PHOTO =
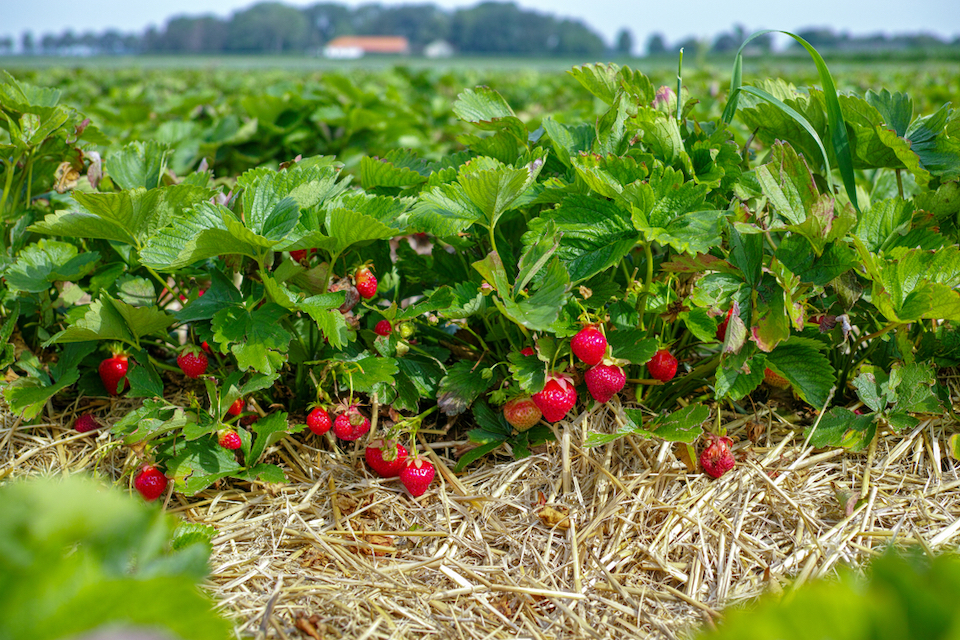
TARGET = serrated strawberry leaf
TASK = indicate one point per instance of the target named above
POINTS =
(201, 232)
(915, 384)
(805, 367)
(324, 309)
(255, 338)
(110, 319)
(596, 234)
(131, 216)
(631, 345)
(138, 164)
(461, 386)
(220, 295)
(269, 431)
(841, 427)
(195, 465)
(42, 263)
(529, 371)
(739, 374)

Exercise |
Could you give all of the data again exactly as written, omitting any pictures?

Expected answer |
PHOTO =
TARGET = serrated strawberry leaf
TASK = indicate one point per instance of the target named above
POINTS =
(201, 232)
(915, 384)
(805, 367)
(324, 309)
(255, 338)
(110, 319)
(596, 234)
(131, 216)
(631, 345)
(138, 164)
(461, 386)
(220, 295)
(269, 431)
(841, 427)
(195, 465)
(42, 263)
(529, 371)
(739, 374)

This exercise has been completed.